#### [The data]
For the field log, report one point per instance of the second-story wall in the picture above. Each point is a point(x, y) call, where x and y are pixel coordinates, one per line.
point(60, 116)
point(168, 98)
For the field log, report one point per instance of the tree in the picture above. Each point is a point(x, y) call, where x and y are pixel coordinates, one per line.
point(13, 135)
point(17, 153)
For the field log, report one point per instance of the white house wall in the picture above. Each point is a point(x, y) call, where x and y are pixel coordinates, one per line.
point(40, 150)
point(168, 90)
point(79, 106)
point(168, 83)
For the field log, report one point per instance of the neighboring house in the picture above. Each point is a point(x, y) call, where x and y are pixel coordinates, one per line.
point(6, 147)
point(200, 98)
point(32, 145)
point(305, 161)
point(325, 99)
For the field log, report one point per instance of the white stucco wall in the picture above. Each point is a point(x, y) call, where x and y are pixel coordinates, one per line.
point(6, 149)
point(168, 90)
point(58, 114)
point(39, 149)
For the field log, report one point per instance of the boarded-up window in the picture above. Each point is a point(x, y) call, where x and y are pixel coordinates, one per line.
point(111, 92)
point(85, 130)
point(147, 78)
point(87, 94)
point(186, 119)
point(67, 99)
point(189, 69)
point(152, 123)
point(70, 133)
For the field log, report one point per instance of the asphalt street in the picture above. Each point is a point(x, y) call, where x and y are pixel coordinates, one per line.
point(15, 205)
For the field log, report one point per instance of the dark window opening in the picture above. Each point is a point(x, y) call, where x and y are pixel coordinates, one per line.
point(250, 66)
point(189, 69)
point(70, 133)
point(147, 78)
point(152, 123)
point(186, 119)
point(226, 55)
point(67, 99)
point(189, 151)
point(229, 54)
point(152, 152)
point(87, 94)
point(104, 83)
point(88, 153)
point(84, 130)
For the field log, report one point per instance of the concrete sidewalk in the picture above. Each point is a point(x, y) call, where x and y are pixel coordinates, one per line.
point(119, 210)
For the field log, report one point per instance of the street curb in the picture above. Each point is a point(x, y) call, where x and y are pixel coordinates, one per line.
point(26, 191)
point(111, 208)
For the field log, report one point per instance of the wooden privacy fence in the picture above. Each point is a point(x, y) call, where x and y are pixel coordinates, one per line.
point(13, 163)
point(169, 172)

#### [Directions for this task]
Print all the entries above. Keep each one exact.

#### [Response area]
For the field log, report one point per instance of the second-story wall in the picture above. Each point is a point(x, y) call, where x and y are pixel coordinates, one per line.
point(60, 116)
point(168, 98)
For the field log, report one point per instance of the tree in the picture above. Each point is a point(x, y) call, where x and y are pixel coordinates, one per line.
point(13, 135)
point(17, 153)
For the field log, report one point per instance of the white house wall in the picture above. Each point is a point(x, y) call, where x and y are pixel coordinates, one per line.
point(40, 150)
point(168, 90)
point(79, 106)
point(168, 83)
For the field log, report one point per instance of the neighboring house in the picture above. Each point is a point(x, y) call, where x and y are pixel coordinates, one per line.
point(6, 147)
point(200, 98)
point(32, 145)
point(305, 161)
point(325, 99)
For the field log, report one point per instance of the white stucco wall in the picture above. Each point is a point(x, y) call, where x and y are pixel coordinates, one per line.
point(6, 149)
point(168, 90)
point(58, 114)
point(39, 149)
For the field log, report one point per instance of the boarded-up window in the picture above. Each point is a point(x, y) call, where x and y are pixel coordinates, one per line.
point(111, 92)
point(85, 130)
point(147, 78)
point(87, 94)
point(186, 119)
point(67, 99)
point(189, 69)
point(152, 123)
point(70, 133)
For the field log, report one point per instance of the asphalt street in the picture above. Each point is a point(x, y) call, where x and y are pixel coordinates, one per line.
point(15, 205)
For the field log, report one point per instance of the dark window opening in the picture above. Each point is a point(x, y) call, where x and y are pixel coordinates, one per line.
point(250, 66)
point(189, 69)
point(70, 133)
point(147, 78)
point(152, 123)
point(186, 119)
point(226, 55)
point(67, 99)
point(189, 151)
point(229, 54)
point(152, 152)
point(87, 94)
point(104, 83)
point(88, 153)
point(84, 130)
For the field log, report one point per instance of the concrete sidewalk in the picture above. Each point is a point(x, y) call, where x and y are pixel coordinates, one per line.
point(119, 210)
For the field log, report one point per instance of the street curb in the picture above. Each point is a point(x, y) call, where x and y are pixel coordinates, one per line.
point(26, 191)
point(111, 208)
For the field log, report one point per instance of the wooden privacy fence in the picture above. Each point is a point(x, y) call, where x and y are pixel coordinates, one per line.
point(13, 163)
point(169, 172)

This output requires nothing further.